Source text:

= = = = =

U.S. health care crisis fuels Pinoys’ American dream

September 2, 2002

By Ted A. Regencia

CHICAGO — Lisa, 25, is a computer engineer from Mindanao. Desperate for a job, she left the Philippines for the United States in 1999. Three years of hard work and loneliness have paid off. She now drives her own car and leads a comfortable life in a Chicago suburb.

DJ, Lisa’s cousin, is also an engineer. Lured by the promise of pay in greenbacks, he gave up his 10-year-old job in Makati to pursue his American dream. As a reward, he was able to finance the repair of his parents’ house in their provincial hometown, send money to his relatives and save enough for his and his wife’s first born that is due in November.

Lisa and DJ are making money not because they are engineers. Both are caregivers, a job they never imagined doing while they were still in college back in the Philippines.

“I was confronted with reality. There was no engineering job waiting for me in the United States, so I grabbed at every opportunity that was available,” Lisa said. “The chance to work as a caregiver came, so I grabbed it.”
A crisis in the American health care system opened a window of opportunity to many Filipinos.

Over the past 10 years, the United States has been facing a shortage of trained professionals who can take care of the sick and the elderly. At least 125,000 caregivers are needed all over the United States. So serious is the situation that the shortage of personnel has been partly blamed for 24 percent of hospital errors that kill or injure patients.

= = = = =

Data listing:

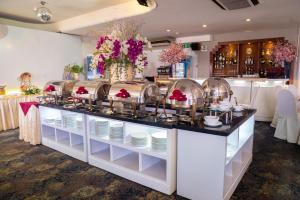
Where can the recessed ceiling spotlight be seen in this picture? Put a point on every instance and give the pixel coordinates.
(43, 13)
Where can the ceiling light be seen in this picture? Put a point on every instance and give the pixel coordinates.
(43, 13)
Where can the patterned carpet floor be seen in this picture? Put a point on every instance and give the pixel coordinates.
(38, 172)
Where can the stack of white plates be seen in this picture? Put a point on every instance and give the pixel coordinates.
(159, 141)
(92, 126)
(49, 121)
(101, 127)
(79, 124)
(58, 122)
(69, 121)
(116, 131)
(139, 139)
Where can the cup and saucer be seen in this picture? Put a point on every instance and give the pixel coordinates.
(212, 121)
(238, 108)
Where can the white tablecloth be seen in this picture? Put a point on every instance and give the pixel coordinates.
(9, 105)
(30, 125)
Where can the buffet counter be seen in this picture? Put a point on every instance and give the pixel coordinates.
(259, 93)
(9, 106)
(197, 161)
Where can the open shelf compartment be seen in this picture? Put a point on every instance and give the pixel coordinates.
(48, 132)
(99, 150)
(153, 167)
(77, 142)
(63, 137)
(73, 122)
(50, 117)
(125, 158)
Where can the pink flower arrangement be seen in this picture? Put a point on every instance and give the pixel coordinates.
(111, 49)
(284, 51)
(178, 96)
(82, 90)
(123, 94)
(173, 54)
(50, 88)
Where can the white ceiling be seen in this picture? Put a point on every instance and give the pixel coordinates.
(61, 9)
(183, 16)
(188, 16)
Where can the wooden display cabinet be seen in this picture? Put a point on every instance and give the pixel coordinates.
(247, 57)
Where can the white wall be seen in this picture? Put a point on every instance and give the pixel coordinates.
(290, 34)
(43, 54)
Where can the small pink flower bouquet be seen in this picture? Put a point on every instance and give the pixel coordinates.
(284, 52)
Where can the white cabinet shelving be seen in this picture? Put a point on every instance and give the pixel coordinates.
(144, 165)
(64, 131)
(211, 166)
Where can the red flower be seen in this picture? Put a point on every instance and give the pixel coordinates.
(123, 94)
(50, 88)
(82, 90)
(178, 96)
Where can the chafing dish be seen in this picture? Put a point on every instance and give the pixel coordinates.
(185, 95)
(61, 88)
(216, 88)
(95, 91)
(164, 84)
(190, 89)
(133, 96)
(57, 91)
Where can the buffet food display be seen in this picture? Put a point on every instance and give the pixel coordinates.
(190, 100)
(93, 91)
(133, 96)
(120, 132)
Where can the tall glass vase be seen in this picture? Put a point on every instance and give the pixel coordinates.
(287, 69)
(120, 72)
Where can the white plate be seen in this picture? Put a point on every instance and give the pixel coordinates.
(213, 125)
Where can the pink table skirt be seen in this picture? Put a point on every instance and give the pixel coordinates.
(29, 123)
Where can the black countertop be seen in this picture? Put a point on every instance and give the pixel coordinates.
(225, 130)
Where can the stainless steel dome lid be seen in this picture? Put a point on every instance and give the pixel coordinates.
(142, 92)
(190, 89)
(215, 87)
(61, 87)
(97, 89)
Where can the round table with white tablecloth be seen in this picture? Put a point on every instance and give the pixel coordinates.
(9, 118)
(29, 122)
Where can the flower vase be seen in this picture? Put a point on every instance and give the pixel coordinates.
(287, 69)
(121, 72)
(76, 76)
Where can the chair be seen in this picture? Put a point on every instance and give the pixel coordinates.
(288, 123)
(277, 89)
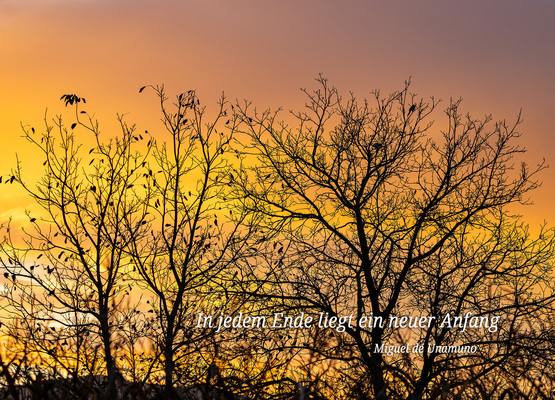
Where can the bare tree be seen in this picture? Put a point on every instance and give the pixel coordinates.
(189, 251)
(68, 277)
(365, 212)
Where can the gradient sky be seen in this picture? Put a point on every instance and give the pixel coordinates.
(496, 54)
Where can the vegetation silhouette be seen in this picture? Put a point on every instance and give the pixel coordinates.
(398, 241)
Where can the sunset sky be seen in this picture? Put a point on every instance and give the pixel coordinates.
(497, 55)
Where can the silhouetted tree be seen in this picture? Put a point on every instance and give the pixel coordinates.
(365, 211)
(190, 248)
(68, 285)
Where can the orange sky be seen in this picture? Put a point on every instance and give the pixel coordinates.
(498, 55)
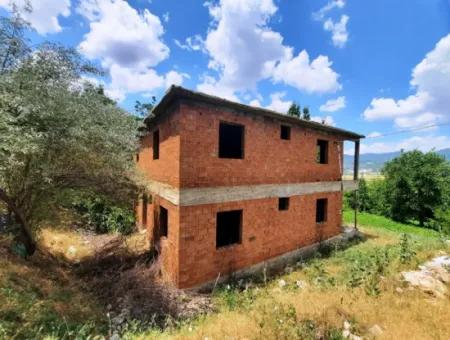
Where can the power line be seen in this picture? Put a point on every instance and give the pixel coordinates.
(409, 130)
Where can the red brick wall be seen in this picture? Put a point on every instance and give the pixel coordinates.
(166, 169)
(268, 159)
(266, 232)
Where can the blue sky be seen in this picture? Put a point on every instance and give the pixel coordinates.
(374, 67)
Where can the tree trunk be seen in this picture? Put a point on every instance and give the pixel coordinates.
(25, 233)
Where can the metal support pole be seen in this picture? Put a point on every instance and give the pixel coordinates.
(355, 178)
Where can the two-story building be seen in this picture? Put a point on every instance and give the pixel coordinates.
(230, 185)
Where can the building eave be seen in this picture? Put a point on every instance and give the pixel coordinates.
(175, 93)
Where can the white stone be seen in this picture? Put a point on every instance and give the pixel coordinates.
(355, 337)
(300, 284)
(375, 330)
(346, 333)
(431, 276)
(347, 325)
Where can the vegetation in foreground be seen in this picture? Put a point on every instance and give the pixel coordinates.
(359, 284)
(414, 188)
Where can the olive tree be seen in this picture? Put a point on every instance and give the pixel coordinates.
(57, 132)
(418, 184)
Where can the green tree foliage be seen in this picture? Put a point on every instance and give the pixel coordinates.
(306, 115)
(416, 183)
(294, 110)
(13, 43)
(142, 110)
(364, 198)
(59, 132)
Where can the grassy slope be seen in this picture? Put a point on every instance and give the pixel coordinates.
(272, 312)
(37, 301)
(382, 223)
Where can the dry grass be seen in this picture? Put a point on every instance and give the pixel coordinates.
(38, 298)
(411, 314)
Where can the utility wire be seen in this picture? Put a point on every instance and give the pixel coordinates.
(408, 130)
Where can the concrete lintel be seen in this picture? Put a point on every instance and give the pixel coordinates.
(197, 196)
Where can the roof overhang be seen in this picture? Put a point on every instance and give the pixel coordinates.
(175, 93)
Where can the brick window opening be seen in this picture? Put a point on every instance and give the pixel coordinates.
(144, 209)
(163, 221)
(231, 141)
(322, 151)
(228, 228)
(285, 132)
(321, 210)
(283, 203)
(156, 144)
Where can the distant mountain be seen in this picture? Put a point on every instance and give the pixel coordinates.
(373, 162)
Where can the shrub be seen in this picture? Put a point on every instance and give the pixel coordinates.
(102, 216)
(366, 269)
(407, 252)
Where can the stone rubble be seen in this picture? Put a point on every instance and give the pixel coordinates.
(431, 277)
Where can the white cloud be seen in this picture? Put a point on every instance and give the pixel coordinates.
(423, 143)
(194, 43)
(338, 29)
(128, 44)
(243, 49)
(316, 76)
(339, 33)
(44, 15)
(327, 120)
(278, 104)
(122, 36)
(174, 78)
(430, 103)
(333, 105)
(320, 15)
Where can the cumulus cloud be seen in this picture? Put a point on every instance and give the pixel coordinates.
(316, 76)
(278, 104)
(320, 14)
(120, 35)
(44, 16)
(129, 44)
(333, 105)
(194, 43)
(339, 33)
(422, 143)
(338, 29)
(327, 120)
(243, 49)
(430, 103)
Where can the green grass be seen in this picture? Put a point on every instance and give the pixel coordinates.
(380, 222)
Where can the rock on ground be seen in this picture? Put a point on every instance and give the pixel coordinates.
(432, 276)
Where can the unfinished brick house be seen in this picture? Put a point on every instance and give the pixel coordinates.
(231, 186)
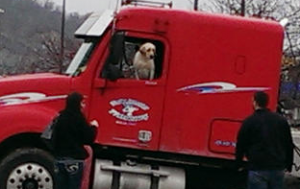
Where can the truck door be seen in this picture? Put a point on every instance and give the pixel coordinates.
(129, 110)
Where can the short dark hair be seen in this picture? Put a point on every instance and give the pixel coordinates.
(261, 98)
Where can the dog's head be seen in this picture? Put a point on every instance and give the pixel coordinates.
(148, 50)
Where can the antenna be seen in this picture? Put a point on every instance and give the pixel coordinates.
(147, 3)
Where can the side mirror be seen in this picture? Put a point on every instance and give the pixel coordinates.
(116, 48)
(284, 22)
(111, 72)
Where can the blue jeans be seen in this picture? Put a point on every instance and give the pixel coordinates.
(68, 173)
(272, 179)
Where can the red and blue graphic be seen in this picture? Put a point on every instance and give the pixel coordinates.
(218, 87)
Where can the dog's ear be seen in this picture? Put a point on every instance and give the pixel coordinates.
(143, 49)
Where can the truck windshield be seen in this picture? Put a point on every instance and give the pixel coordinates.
(79, 62)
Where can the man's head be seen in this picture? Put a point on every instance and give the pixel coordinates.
(260, 100)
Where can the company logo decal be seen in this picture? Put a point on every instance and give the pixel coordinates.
(129, 110)
(27, 97)
(217, 87)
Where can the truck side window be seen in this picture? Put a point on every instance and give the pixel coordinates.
(122, 67)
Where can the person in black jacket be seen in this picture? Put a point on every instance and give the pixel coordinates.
(71, 133)
(265, 139)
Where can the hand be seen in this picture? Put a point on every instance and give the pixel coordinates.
(94, 123)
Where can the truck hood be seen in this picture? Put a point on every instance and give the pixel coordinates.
(33, 88)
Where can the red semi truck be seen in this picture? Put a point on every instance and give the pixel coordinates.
(176, 131)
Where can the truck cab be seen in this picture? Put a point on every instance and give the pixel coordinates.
(182, 122)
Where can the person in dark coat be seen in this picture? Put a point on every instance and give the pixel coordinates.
(265, 139)
(72, 132)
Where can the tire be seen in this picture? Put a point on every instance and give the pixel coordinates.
(27, 168)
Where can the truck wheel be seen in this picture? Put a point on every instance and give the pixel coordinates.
(27, 168)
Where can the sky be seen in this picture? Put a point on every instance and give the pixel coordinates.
(86, 6)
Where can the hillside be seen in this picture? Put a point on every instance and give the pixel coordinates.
(30, 37)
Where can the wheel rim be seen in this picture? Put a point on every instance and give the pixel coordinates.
(30, 176)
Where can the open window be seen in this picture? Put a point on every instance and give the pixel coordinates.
(119, 64)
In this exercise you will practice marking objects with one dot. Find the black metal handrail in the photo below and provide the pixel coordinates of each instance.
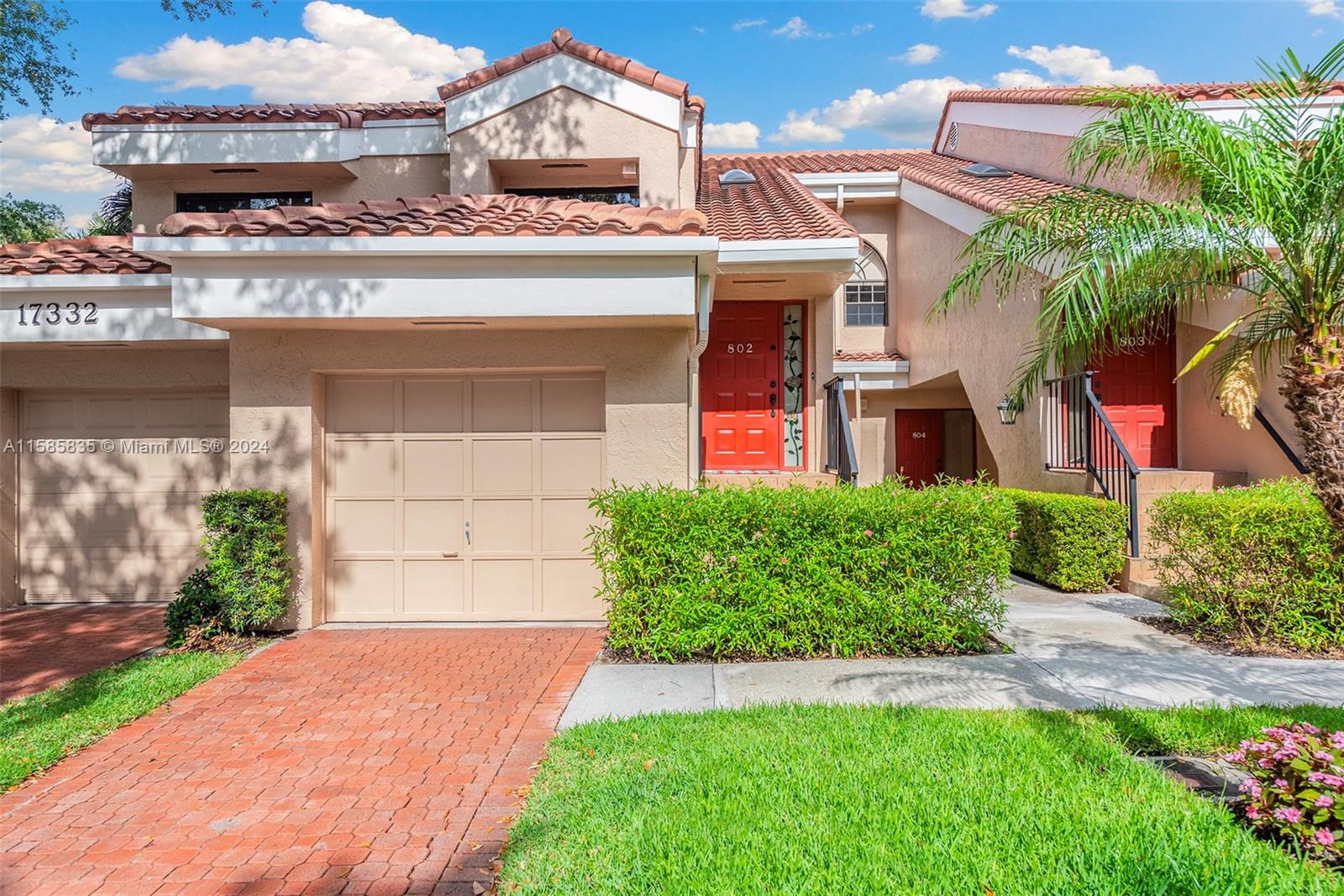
(1278, 439)
(1081, 437)
(840, 457)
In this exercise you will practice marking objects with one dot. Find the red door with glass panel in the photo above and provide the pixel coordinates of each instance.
(920, 445)
(1137, 390)
(741, 394)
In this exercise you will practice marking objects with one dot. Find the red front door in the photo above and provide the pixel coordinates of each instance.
(1137, 390)
(741, 394)
(920, 445)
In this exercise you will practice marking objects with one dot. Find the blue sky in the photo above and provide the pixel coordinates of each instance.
(774, 74)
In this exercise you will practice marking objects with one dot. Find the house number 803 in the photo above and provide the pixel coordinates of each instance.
(55, 313)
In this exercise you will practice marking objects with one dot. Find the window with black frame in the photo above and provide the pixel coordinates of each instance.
(866, 293)
(239, 202)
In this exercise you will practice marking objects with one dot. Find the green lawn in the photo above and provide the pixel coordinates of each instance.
(847, 799)
(46, 727)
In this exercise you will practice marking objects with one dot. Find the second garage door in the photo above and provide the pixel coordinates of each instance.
(463, 497)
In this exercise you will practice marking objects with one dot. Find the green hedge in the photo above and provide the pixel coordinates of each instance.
(246, 558)
(786, 573)
(1073, 542)
(1260, 564)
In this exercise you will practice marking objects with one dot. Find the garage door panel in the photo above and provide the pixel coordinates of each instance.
(365, 466)
(569, 589)
(121, 523)
(434, 466)
(365, 527)
(501, 526)
(362, 589)
(571, 465)
(433, 527)
(501, 465)
(433, 589)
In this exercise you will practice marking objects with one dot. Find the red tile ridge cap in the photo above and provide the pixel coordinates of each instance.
(564, 42)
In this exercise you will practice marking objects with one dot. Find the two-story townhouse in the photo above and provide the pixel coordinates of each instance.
(440, 325)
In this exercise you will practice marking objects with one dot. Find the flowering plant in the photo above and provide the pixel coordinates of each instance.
(1296, 786)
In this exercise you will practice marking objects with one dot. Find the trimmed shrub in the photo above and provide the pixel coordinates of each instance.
(790, 573)
(1296, 788)
(1260, 564)
(197, 605)
(246, 531)
(1072, 542)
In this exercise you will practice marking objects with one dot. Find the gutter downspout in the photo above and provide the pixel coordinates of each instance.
(703, 302)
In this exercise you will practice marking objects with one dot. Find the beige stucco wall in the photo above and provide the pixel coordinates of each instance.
(8, 500)
(369, 177)
(568, 125)
(276, 396)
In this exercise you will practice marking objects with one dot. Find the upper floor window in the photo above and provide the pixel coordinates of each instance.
(615, 195)
(237, 202)
(866, 293)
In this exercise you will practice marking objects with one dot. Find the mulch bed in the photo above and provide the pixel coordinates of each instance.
(1230, 647)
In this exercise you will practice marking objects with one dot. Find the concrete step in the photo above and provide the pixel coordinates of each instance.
(770, 479)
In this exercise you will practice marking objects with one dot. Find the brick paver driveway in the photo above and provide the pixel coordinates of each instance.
(381, 761)
(44, 647)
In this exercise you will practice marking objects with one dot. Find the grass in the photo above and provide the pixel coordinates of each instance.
(1203, 731)
(40, 730)
(878, 799)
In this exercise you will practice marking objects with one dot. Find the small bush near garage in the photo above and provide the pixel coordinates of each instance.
(246, 558)
(1260, 564)
(1072, 542)
(197, 606)
(754, 573)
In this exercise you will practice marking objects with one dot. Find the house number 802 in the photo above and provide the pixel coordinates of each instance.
(55, 313)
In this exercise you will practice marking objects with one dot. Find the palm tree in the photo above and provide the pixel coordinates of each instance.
(1252, 212)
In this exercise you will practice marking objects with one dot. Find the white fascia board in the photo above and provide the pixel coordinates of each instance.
(141, 315)
(835, 253)
(276, 289)
(871, 367)
(85, 282)
(233, 144)
(443, 246)
(561, 70)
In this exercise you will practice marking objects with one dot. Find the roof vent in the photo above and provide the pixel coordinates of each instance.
(737, 176)
(983, 170)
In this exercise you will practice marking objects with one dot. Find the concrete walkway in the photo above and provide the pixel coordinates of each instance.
(1070, 652)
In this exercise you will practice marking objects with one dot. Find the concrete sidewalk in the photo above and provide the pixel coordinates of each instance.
(1070, 652)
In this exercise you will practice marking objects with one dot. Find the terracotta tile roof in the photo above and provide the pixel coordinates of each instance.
(87, 255)
(870, 356)
(564, 42)
(774, 207)
(440, 215)
(1061, 96)
(347, 114)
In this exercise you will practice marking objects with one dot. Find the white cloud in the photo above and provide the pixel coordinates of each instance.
(806, 129)
(956, 9)
(1324, 8)
(1019, 78)
(906, 113)
(920, 54)
(732, 134)
(796, 27)
(42, 155)
(351, 55)
(1082, 65)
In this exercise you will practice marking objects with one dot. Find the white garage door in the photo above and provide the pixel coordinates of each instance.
(463, 497)
(109, 490)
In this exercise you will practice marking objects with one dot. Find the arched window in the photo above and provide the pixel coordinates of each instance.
(866, 291)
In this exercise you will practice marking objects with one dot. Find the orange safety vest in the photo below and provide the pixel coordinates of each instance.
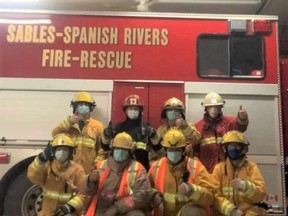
(159, 167)
(128, 178)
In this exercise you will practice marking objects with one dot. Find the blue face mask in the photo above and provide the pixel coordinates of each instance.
(174, 157)
(120, 155)
(234, 154)
(83, 109)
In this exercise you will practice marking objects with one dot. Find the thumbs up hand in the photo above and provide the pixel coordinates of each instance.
(109, 131)
(242, 114)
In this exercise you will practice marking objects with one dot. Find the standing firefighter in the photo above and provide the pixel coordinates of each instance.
(145, 136)
(85, 131)
(119, 185)
(59, 177)
(173, 115)
(183, 185)
(241, 187)
(212, 128)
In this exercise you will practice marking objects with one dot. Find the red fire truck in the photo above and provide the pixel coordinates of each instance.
(47, 57)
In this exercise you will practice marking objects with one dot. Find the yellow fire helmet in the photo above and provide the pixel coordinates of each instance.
(174, 103)
(212, 99)
(235, 137)
(174, 138)
(62, 140)
(123, 140)
(83, 97)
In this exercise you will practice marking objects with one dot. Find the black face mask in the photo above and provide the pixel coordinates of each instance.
(235, 154)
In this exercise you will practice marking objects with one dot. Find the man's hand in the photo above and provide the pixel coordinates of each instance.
(157, 199)
(74, 119)
(242, 114)
(47, 154)
(152, 132)
(64, 210)
(185, 189)
(94, 176)
(109, 130)
(112, 211)
(236, 212)
(239, 184)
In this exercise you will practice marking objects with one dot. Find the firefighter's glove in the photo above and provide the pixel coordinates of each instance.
(93, 176)
(112, 211)
(180, 123)
(156, 198)
(152, 132)
(239, 184)
(64, 210)
(47, 154)
(242, 114)
(185, 189)
(74, 119)
(236, 212)
(109, 131)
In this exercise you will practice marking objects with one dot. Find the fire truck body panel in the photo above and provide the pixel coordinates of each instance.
(46, 58)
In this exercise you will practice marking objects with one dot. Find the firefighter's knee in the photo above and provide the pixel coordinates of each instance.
(192, 209)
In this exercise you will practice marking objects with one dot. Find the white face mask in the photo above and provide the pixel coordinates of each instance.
(120, 155)
(132, 114)
(61, 155)
(213, 111)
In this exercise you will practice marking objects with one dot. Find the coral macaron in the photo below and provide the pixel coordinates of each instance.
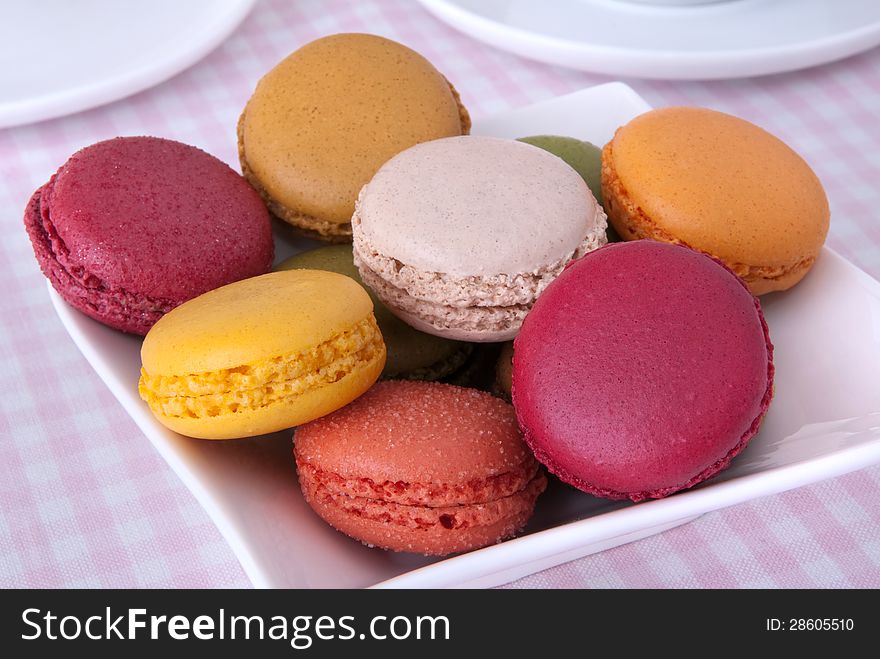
(644, 369)
(129, 228)
(420, 467)
(720, 185)
(261, 355)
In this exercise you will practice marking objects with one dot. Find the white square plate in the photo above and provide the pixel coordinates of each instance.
(824, 421)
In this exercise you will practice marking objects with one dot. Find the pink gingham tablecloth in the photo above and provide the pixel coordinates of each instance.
(85, 500)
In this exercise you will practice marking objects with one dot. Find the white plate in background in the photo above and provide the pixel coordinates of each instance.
(824, 421)
(63, 56)
(722, 39)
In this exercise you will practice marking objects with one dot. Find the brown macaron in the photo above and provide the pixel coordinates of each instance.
(321, 123)
(720, 185)
(420, 467)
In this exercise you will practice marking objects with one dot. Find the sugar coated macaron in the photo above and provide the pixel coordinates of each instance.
(412, 355)
(321, 123)
(420, 467)
(129, 228)
(584, 157)
(459, 236)
(261, 355)
(644, 369)
(718, 184)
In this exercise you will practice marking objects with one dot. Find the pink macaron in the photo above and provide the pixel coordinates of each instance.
(420, 467)
(129, 228)
(643, 369)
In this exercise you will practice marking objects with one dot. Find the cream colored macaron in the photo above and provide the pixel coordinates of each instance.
(323, 121)
(718, 184)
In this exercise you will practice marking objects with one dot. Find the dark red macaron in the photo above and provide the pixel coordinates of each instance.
(643, 369)
(129, 228)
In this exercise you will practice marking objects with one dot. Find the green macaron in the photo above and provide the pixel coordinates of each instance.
(412, 355)
(583, 157)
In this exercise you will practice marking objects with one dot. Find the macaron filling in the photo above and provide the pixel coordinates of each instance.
(89, 293)
(265, 382)
(432, 495)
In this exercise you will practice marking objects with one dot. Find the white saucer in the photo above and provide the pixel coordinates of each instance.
(60, 57)
(728, 39)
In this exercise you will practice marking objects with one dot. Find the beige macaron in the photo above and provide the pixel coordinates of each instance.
(718, 184)
(323, 121)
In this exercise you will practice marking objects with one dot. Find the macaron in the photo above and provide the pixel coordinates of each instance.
(582, 156)
(504, 371)
(420, 467)
(459, 236)
(720, 185)
(412, 355)
(129, 228)
(321, 123)
(643, 369)
(261, 355)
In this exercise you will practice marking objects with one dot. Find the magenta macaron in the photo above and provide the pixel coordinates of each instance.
(643, 369)
(129, 228)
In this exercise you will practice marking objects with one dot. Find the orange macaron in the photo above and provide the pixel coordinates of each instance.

= = = = =

Task item A:
According to the article on Filipino caregivers, how many caregivers are needed across the United States?
Task item B:
From the article on Filipino caregivers, write out everything from "U.S. health care" down to "due in November.".

Response area A:
At least 125,000 caregivers are needed all over the United States.

Response area B:
U.S. health care crisis fuels Pinoys’ American dream

September 2, 2002

By Ted A. Regencia

CHICAGO — Lisa, 25, is a computer engineer from Mindanao. Desperate for a job, she left the Philippines for the United States in 1999. Three years of hard work and loneliness have paid off. She now drives her own car and leads a comfortable life in a Chicago suburb.

DJ, Lisa’s cousin, is also an engineer. Lured by the promise of pay in greenbacks, he gave up his 10-year-old job in Makati to pursue his American dream. As a reward, he was able to finance the repair of his parents’ house in their provincial hometown, send money to his relatives and save enough for his and his wife’s first born that is due in November.